## Raw data

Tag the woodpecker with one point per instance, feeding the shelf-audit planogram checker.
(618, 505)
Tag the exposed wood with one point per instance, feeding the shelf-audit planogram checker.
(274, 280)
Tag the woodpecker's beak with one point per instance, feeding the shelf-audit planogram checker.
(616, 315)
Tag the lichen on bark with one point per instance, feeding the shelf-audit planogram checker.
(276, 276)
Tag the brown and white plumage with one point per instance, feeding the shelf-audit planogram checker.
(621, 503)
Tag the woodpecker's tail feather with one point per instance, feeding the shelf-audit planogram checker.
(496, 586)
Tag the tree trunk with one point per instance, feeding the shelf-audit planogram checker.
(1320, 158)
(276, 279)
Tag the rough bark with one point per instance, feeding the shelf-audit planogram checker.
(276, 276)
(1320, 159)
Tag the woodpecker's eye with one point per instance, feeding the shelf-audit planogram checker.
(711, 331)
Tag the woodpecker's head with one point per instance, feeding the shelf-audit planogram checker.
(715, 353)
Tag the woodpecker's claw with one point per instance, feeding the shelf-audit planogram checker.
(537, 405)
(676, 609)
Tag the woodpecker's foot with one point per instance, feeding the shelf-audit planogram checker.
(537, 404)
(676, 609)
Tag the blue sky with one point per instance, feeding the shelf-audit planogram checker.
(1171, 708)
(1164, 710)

## Required work
The data is to be reproduced in full, every line intact.

## Result of this exercise
Tag the woodpecker with one point per instance, feeding the shelf-audit planogram checker.
(618, 505)
Tag the exposed wood with one point per instance, feeding the shelf-audit planogram checker.
(274, 280)
Tag the woodpecker's beak with one point per instance, feeding the shelf-audit planogram checker.
(616, 315)
Tag the lichen on bark with one point per instance, feeding the shelf-audit planogram checker.
(276, 276)
Tag the brown and white plumage with one point per instance, feeding the shelf-audit planogram checker.
(621, 503)
Tag the woodpecker's tail feather with one point per instance, feeding the shelf-audit planogram checker.
(496, 586)
Tag the tree trunk with one point per instance, feeding the shelf-audit planogram checker.
(1320, 158)
(276, 279)
Tag the rough bark with one point per instance, feeding the shelf-audit planogram checker.
(276, 276)
(1320, 159)
Tag the woodpecker's eye with one point per instance, feeding the shelf-audit planogram checker.
(711, 331)
Tag the woodpecker's head with one point per instance, feeding the shelf-audit planogram checker.
(715, 353)
Tag the woodpecker's claw with one point per instance, feeding the shelf-audit planogram checker.
(537, 405)
(676, 609)
Tag the woodpecker's foot with one point per instance, feeding the shelf-audit planogram checker.
(537, 404)
(676, 609)
Tag the blue sky with one point per instance, feeding the shelf-audit planogram checker.
(1171, 708)
(1164, 710)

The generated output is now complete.